### Selected passage
▼
\begin{latexonly}
\svnInfo $Id$  
\end{latexonly}

\newenvironment{problem}{\paragraph{Potential attacks.}}{}
\newenvironment{solution}{\paragraph{Proposed solution.}}{}

We now turn our attention to specific OS features that applications
commonly depend upon. For each feature, we examine how a malicious OS
might use it to mount an attack on an application, and whether that
functionality can be securely delegated to the OS using a verifiable
interface. For concreteness, we use examples based on a Linux OS, but
although the details may differ, the components we discuss are common
to most operating systems.

\subsection{File System}
\label{sec:components:fs}

One of the most important services provided by the OS is access to
persistent storage; it is also particularly critical for security,
since both the program code and its (potentially sensitive) data are
stored on the file system.

\subsubsection{File Contents}
\label{sec:components:fs:contents}

\begin{problem}
  Protection is clearly needed for file contents. If files are stored
  unprotected, a malicious operating system could directly read an
  application's secret data as soon as it is written to disk. A
  malicious OS could also tamper with application binaries, replacing
  an application with code that simply prints out its sensitive data.
  It might also launch a replay attack, reverting a file to an earlier
  version, perhaps replacing a patched application with an earlier
  version that contains a buffer overflow. 
\end{problem}

\begin{solution}  
  Most protection architectures already provide some protection for
  file contents, thereby thwarting these attacks. For example,
  Overshadow's cryptographic secrecy and integrity protection extends
  to files stored on disk as well as memory. This is accomplished by
  translating all file I/O system calls into operations on
  memory-mapped file buffers. Since these buffers consist of memory
  pages that are shared between the application and the kernel, they
  are automatically encrypted and hashed when the OS flushes them to
  disk. Like memory regions, all files are encrypted with the same
  key, known only to the VMM and stored securely outside the VM;
  access control is independent of key management.

  To defend against tampering, reordering, and replay attacks on file
  contents, Overshadow maintains \emph{protection metadata} for each
  file, consisting of a secure hash of each page in the file, in
  addition to the randomly-chosen block cipher initialization
  vectors. This protection metadata is protected by a MAC and
  freshness counter, and stored in the untrusted guest file system.
▲
### Stated goal 1
Reproduce the file system passage from "To defend against" down to "guest file system.", with nothing left out.
### Stated goal 2
According to the file system passage, which kinds of attacks on file contents is Overshadow's protection metadata meant to defend against? List them all.

### Information supplied
▼
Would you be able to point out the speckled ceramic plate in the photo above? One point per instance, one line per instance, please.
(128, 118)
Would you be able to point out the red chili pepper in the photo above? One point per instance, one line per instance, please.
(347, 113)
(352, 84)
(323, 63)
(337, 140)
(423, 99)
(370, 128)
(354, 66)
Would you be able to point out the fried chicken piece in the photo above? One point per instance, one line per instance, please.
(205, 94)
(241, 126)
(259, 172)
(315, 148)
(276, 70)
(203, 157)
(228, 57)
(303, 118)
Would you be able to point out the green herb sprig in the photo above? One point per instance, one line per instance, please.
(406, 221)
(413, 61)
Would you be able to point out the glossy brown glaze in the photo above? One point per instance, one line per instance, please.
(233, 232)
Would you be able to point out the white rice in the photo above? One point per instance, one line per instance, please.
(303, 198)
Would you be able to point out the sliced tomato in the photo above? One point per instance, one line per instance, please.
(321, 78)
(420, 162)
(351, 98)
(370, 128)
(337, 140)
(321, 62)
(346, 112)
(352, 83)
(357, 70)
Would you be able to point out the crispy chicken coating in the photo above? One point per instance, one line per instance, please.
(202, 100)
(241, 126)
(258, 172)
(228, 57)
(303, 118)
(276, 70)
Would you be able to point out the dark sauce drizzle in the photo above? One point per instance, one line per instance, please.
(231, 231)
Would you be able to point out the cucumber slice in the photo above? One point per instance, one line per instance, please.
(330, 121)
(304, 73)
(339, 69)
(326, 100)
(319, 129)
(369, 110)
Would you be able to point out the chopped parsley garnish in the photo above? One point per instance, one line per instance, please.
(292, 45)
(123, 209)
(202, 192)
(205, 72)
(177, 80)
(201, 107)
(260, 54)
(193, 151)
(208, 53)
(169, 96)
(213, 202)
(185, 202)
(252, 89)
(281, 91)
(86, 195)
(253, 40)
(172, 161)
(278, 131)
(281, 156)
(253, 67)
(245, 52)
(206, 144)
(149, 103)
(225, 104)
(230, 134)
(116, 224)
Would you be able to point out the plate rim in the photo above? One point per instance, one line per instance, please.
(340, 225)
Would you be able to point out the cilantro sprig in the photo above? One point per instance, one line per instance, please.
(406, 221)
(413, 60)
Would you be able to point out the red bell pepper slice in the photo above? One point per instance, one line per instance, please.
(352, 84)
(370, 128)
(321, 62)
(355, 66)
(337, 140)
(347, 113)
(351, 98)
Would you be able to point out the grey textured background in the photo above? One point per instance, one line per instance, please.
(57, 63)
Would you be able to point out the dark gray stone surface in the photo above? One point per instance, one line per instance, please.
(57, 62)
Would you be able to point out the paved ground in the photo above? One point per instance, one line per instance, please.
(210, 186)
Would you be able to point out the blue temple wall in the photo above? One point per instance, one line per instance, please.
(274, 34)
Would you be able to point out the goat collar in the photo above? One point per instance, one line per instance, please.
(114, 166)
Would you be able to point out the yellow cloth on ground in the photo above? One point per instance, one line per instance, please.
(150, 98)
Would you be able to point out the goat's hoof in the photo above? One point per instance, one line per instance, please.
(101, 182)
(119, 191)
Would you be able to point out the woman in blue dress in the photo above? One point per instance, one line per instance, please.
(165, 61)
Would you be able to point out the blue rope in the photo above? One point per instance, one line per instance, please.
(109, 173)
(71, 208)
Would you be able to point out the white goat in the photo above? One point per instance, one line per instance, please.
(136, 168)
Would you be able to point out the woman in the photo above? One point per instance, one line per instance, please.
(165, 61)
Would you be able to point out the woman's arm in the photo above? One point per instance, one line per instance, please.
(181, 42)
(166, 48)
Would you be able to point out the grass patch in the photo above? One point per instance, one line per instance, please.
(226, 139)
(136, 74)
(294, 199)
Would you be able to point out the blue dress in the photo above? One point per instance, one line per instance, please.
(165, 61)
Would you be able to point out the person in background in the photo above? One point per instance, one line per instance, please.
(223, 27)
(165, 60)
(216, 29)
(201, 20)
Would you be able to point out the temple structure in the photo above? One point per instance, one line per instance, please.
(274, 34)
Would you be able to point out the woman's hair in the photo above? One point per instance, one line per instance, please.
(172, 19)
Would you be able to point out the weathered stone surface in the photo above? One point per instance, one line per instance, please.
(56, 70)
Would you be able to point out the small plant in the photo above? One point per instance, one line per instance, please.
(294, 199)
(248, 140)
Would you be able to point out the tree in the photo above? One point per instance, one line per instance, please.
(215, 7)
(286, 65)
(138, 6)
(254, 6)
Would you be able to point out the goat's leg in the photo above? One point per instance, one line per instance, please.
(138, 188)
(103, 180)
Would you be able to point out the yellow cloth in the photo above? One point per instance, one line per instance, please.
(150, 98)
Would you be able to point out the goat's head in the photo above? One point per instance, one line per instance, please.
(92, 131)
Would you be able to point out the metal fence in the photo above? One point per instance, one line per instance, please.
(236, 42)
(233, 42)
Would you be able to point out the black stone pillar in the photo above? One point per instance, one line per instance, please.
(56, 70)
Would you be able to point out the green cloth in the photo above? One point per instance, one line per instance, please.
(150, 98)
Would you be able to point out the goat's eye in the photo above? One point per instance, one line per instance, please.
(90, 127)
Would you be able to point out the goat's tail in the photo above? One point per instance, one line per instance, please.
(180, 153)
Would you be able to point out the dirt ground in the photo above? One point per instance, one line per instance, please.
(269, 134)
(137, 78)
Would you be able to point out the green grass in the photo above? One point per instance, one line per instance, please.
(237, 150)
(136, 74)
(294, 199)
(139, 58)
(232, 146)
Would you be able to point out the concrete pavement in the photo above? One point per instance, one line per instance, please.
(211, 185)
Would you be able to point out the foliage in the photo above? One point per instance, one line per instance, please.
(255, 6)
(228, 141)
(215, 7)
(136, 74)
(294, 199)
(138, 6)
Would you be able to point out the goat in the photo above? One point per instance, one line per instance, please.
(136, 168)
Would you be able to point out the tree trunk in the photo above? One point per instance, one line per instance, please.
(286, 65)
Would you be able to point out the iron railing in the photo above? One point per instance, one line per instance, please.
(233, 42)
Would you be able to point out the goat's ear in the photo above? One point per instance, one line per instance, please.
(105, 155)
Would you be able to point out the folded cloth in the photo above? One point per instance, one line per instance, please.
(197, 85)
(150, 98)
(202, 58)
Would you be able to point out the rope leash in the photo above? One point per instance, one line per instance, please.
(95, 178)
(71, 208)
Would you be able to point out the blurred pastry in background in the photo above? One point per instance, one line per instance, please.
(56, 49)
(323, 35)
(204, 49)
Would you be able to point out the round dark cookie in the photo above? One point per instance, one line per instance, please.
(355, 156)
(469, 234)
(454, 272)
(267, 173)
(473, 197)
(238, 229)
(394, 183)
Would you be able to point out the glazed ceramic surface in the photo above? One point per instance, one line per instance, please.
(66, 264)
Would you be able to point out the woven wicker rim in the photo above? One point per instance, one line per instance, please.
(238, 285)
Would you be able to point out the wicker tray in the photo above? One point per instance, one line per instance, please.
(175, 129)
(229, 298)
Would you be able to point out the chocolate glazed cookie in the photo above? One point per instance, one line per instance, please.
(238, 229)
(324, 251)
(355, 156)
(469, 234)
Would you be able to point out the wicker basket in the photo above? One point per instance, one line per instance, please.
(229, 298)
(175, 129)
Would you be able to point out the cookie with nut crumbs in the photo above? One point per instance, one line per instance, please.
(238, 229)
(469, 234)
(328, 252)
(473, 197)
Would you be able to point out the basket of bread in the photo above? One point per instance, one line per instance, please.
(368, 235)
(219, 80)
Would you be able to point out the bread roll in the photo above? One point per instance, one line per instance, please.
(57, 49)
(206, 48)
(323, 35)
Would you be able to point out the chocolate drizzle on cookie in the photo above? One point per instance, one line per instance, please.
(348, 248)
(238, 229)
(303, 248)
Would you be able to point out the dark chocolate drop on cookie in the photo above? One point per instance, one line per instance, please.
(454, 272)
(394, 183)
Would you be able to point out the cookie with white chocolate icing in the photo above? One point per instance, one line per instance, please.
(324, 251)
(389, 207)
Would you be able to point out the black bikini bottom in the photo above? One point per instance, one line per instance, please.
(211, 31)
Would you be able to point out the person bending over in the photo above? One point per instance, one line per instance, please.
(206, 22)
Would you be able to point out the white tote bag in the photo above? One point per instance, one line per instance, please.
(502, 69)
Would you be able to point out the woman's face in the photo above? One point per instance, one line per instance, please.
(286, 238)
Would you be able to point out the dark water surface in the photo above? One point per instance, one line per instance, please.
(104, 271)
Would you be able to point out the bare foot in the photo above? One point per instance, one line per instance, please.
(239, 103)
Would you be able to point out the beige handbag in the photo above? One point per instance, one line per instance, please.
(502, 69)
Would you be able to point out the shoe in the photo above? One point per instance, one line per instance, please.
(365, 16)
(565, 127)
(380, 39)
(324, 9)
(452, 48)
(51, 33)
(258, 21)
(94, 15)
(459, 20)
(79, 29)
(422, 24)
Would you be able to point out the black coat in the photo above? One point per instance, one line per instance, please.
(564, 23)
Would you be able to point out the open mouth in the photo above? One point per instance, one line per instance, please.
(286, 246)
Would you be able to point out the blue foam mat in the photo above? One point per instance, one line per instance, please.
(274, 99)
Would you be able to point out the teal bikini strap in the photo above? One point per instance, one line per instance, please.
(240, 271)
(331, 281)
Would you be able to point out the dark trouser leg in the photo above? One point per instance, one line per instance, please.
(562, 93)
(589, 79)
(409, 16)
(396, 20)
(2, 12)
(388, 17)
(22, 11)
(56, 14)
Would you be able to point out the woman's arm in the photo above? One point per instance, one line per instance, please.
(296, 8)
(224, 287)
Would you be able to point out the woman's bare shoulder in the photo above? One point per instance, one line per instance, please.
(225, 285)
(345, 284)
▲
### Correct output 1
To defend against tampering, reordering, and replay attacks on file
  contents, Overshadow maintains \emph{protection metadata} for each
  file, consisting of a secure hash of each page in the file, in
  addition to the randomly-chosen block cipher initialization
  vectors. This protection metadata is protected by a MAC and
  freshness counter, and stored in the untrusted guest file system.

### Correct output 2
- Tampering
- Reordering
- Replay attacks